ACTIVITY -
Copy the data exactly. Images are the one exception.

PROVIDED DATA -
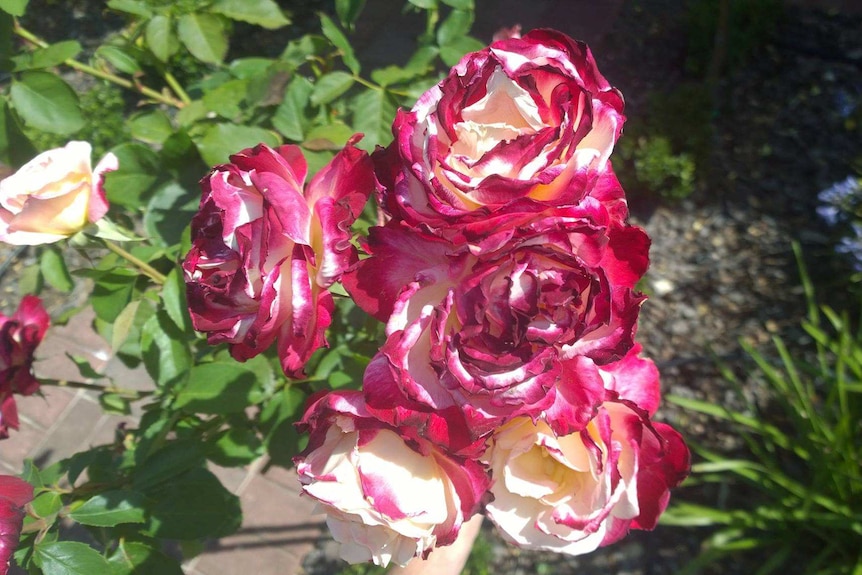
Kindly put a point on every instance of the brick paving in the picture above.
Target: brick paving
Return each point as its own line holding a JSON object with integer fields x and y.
{"x": 279, "y": 526}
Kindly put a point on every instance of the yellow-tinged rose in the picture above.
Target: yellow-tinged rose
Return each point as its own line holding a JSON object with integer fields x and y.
{"x": 54, "y": 195}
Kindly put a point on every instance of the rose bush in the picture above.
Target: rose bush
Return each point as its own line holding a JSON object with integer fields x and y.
{"x": 14, "y": 495}
{"x": 499, "y": 263}
{"x": 54, "y": 195}
{"x": 265, "y": 249}
{"x": 573, "y": 493}
{"x": 485, "y": 329}
{"x": 20, "y": 335}
{"x": 525, "y": 123}
{"x": 387, "y": 498}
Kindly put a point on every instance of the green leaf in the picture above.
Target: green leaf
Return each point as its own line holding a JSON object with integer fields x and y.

RESULT OF THE EXERCISE -
Kindly put a point on every instance of the brick paving in the picture above.
Target: brick paving
Return each point as its own line holding a JSON object with integer fields x and y.
{"x": 279, "y": 526}
Kindly put a point on every instance of the yellow-tinged rose in the picture above.
Target: yellow-tinged rose
Return each point as its own line holding a JSON object with integer fields x and y.
{"x": 54, "y": 195}
Kindly put a point on every instance of the rose bush in the picture above.
Target: rose bush
Return each point as its own line holding a JSON object with integer fields x and y.
{"x": 14, "y": 495}
{"x": 499, "y": 263}
{"x": 54, "y": 195}
{"x": 265, "y": 249}
{"x": 573, "y": 493}
{"x": 485, "y": 329}
{"x": 20, "y": 335}
{"x": 525, "y": 123}
{"x": 387, "y": 498}
Kindly put a point on every instance of the green leaf in the picture above.
Target: green leaf
Return each point as its own line holding a JSON object with integer fields x and y.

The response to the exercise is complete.